* Exercise:
In the text on the Italian study, by how much was the risk of major adverse cardiac events reduced among patients taking statins?

* Text excerpt:
^^^^^^^^
The second study, conducted by researchers from four medical centers in Italy, focused on 291 men who not only had type 2 diabetes but also silent CHD discovered by stress testing and confirmed by x-ray angiography. Of these, 118 had ED at the beginning of the study. Lead investigator Carmine Gazzaruso, M.D., Ph.D., and his colleagues followed-up patients for an average of nearly four years, documenting major adverse cardiac events (MACE), which they defined as not only CHD events but also stroke, mini-stroke (transient ischemic attacks) and arterial disease in the legs. They found that patients who had ED at the beginning of the study were twice as likely to suffer a major adverse cardiac event when compared to those without ED.
The study also showed that among patients who were taking cholesterol-lowering statins, the risk of MACE was reduced by one third (hazard ratio, 0.66, p = 0.036). Viagra and other medications in a family known as 5-phosphodiesterase (5PDE) inhibitors also appeared to reduce the MACE risk (hazard ratio, 0.68); however this finding was just beyond the cusp of being statically significant (p = 0.056).
"These are important studies," said Robert A. Kloner, M.D., Ph.D., F.A.C.C., a professor of medicine at the Keck School of Medicine at the University of Southern California, and director of research for the Heart Institute at Good Samaritan Hospital in Los Angeles. "While we have known that ED shares many common risk factors with CHD, such as hypertension, smoking, dyslipidemia and diabetes, what is new here is that ED remained a significant risk factor for developing heart disease after controlling for other cardiovascular risk factors.
"Men should know that ED is a true harbinger of atherosclerotic coronary heart disease," he said.
Dr. Kloner, who wrote an editorial about the new studies in the same issue of JACC, also noted that not only have statins been shown to reduce the risk of cardiovascular illness in diabetic patients, controlling blood pressure and other risk factors is also critical.
"In diabetic patients, it is important to not only control the blood sugar level, but also to keep blood pressure below 130/80 mmHg and reduce 'bad' (low-density-lipoprotein, or LDL) cholesterol to less than 100 mg/dL. If a patient smokes, a smoking cessation program is crucial," Dr. Kloner said.
^^^^^^^^
* Point localization data:

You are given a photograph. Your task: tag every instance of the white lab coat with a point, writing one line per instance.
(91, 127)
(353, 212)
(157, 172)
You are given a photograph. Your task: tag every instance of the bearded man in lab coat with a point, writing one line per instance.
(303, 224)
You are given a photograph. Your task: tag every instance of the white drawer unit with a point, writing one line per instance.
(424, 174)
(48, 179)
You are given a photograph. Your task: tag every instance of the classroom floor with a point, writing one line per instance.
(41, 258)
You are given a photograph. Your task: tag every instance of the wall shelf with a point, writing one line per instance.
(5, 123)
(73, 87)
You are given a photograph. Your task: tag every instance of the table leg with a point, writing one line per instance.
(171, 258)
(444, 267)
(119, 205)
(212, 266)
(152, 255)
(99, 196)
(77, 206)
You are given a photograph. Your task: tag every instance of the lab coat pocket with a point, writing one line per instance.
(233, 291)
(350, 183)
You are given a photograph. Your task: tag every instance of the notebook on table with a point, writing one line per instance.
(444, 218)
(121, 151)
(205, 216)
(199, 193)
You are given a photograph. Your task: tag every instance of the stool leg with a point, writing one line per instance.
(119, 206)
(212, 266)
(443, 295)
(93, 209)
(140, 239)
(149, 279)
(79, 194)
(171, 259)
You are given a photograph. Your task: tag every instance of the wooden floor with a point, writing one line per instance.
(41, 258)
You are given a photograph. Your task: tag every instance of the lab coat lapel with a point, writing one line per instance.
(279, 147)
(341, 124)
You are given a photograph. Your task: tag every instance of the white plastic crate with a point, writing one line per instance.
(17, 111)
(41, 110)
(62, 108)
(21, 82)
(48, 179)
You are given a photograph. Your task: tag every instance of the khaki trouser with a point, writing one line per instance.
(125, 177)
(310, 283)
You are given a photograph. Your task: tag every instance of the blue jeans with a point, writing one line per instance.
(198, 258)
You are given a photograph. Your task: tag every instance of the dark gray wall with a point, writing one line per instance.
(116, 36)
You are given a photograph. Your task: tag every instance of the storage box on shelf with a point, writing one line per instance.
^^^^^^^^
* Answer:
By one third (hazard ratio, 0.66, p = 0.036).